SELECTED EXCERPT
-- start --

Two types of mathematician, yet again

I’ve recently been browsing through Season 1 of Venkatesh Rao’s Breaking Smart newsletter. I didn’t sign up for this originally because I assumed it was some kind of business thing I wouldn’t care about, but I should have realised it wouldn’t stray far from the central Ribbonfarm obsessions. In particular, there’s an emphasis on my favourite one: figuring out how to make progress in domains where the questions you are asking are still fuzzy and ambiguous.

‘Is there a there there? You’ll know when you find it’ is explicitly about this, and even better, it links to an interesting article that ties in to one of my central obsessions, the perennial ‘two types of mathematician’ question. It’s just a short Wired article without a lot of detail, but the authors have also written a pop science book it’s based on, The Eureka Factor. From the blurb it looks very poppy, but also extremely close to my interests, so I plan to read it. If I had any sense I’d do this before I started writing about it, but this braindump somehow just appeared anyway.

The book is not focussed on maths – it’s a general interest book about problem solving and creativity in any domain. But it looks like it has a very similar way of splitting problem solvers into two groups, ‘insightfuls’ and ‘analysts’. ‘Analysts’ follow a linear, methodical approach to work through a problem step by step. Importantly, they also have cognitive access to those steps – if they’re asked what they did to solve the problem, they can reconstruct the argument.

‘Insightfuls’ have no such access to the way they solved the problem. Instead, a solution just ‘pops into their heads’.

Of course, nobody is really a pure ‘insightful’ or ‘analyst’. And most significant problems demand a mixed strategy. But it does seem like many people have a tendency towards one or the other.


A nice toy problem for thinking about how this works in maths is the one Seymour Papert discusses in a fascinating epilogue to his Mindstorms book. I’ve written about this before but I’m likely to want to return to it a lot, so it’s probably worth writing out in a more coherent form that the tumblr post.

Papert considers two proofs of the irrationality of the square root of two, “which differ along a dimension one might call ‘gestalt versus atomistic’ or ‘aha-single-flash-insight versus step-by-step reasoning’.” Both start with the usual proof by contradiction: let \sqrt{2} = \frac{p}{q}, a fraction expressed in its lowest terms, and rearrange it to get

p^2 = 2 q^2 .

The standard proof I learnt as a first year maths student does the job. You notice that p must be even, so you write it as p=2r, sub it back in and notice that q is going to have to be even too. But you started with the fraction expressed in its lowest terms, so the factors shouldn’t be there and you have a contradiction. Done.

This is a classic ‘analytical’ step-by-step proof, and it’s short and neat enough that it’s actually reasonably satisfying. But I much prefer Papert’s ‘aha-single-flash-insight’ proof.

-- end --

RAW DATA
-- start --

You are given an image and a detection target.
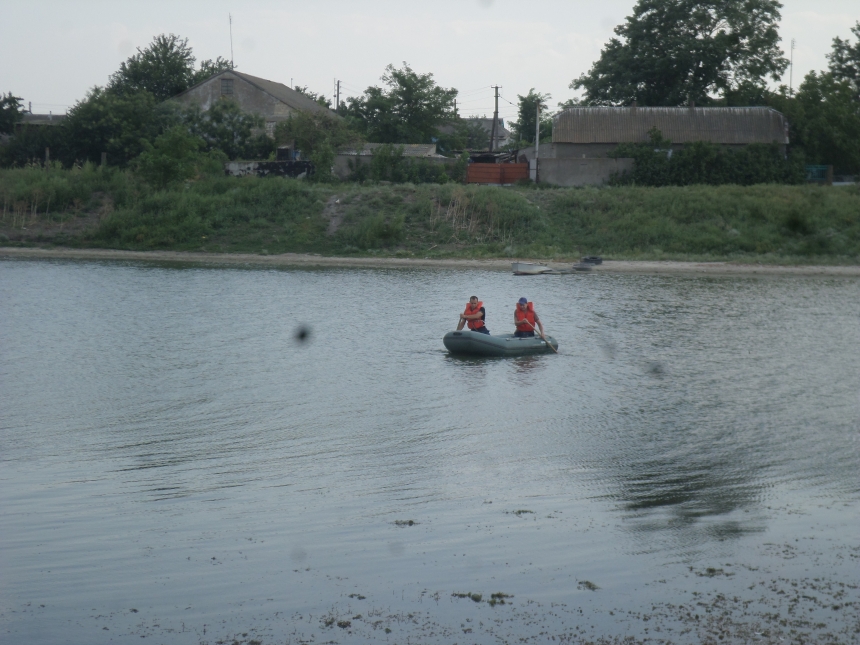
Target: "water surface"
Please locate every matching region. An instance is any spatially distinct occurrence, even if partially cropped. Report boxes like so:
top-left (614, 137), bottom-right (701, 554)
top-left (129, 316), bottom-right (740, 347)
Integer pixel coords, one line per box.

-- end --

WHAT YOU NEED TO DO
a) Rewrite the passage of the essay on two types of mathematician between "The book is" and "or the other.", inclusive, swapping "methodical" for "systematic".
b) Continue the essay on two types of mathematician from its final sentence.

SOLVED TASKS
a)
The book is not focussed on maths – it’s a general interest book about problem solving and creativity in any domain. But it looks like it has a very similar way of splitting problem solvers into two groups, ‘insightfuls’ and ‘analysts’. ‘Analysts’ follow a linear, systematic approach to work through a problem step by step. Importantly, they also have cognitive access to those steps – if they’re asked what they did to solve the problem, they can reconstruct the argument.

‘Insightfuls’ have no such access to the way they solved the problem. Instead, a solution just ‘pops into their heads’.

Of course, nobody is really a pure ‘insightful’ or ‘analyst’. And most significant problems demand a mixed strategy. But it does seem like many people have a tendency towards one or the other.

b)
Think of p as a product of its prime factors, e.g. 6=2*3. Then p^2 will have an even number of each prime factor, e.g. 36=2*2*3*3.

But then our equation p^2 = 2 q^2 is saying that an even set of prime factors equals another even set multiplied by a 2 on its own, which makes no sense at all.

This proof still has some step-by-step analytical setup. You follow the same proof by contradiction method to start off with, and the idea of viewing p and q as prime factors still has to be preloaded into your head in a more-or-less logical way. But once you’ve done that, the core step is insight-based. You don’t need to think about why the original equation is wrong any more. You can just see it’s wrong by looking at it. In fact, I’m now surprised that it didn’t look wrong before!

For me, all of the fascination of maths is in this kind of insight step. And also most of the frustration… you can’t see into the black box properly, so what exactly is going on?


My real, selfish reason for being obsessed with this question is that my ability to do any form of explicit step-by-step reasoning in my head is rubbish. I would guess it’s probably bad compared to the average person; it’s definitely bad compared to most people who do maths.

This is a major problem in a few very narrow situations, such as trying to play a strategy game. I’m honestly not sure if I could remember how to draw at noughts and crosses, so trying to play anything with a higher level of sophistication is embarrassing.

Strategy games are pretty easy to avoid most of the time. (Though not as easy to avoid as I’d like, because most STEM people seem to love this crap 😦 ). But you’d think that this would be a serious issue in learning maths as well. It does slow me down a lot, sometimes, when trying to pick up a new idea. But it doesn’t seem to stop me making progress in the long run; somehow I’m managing to route round it. So what I’m trying to understand when I think about this question is how I’m doing this.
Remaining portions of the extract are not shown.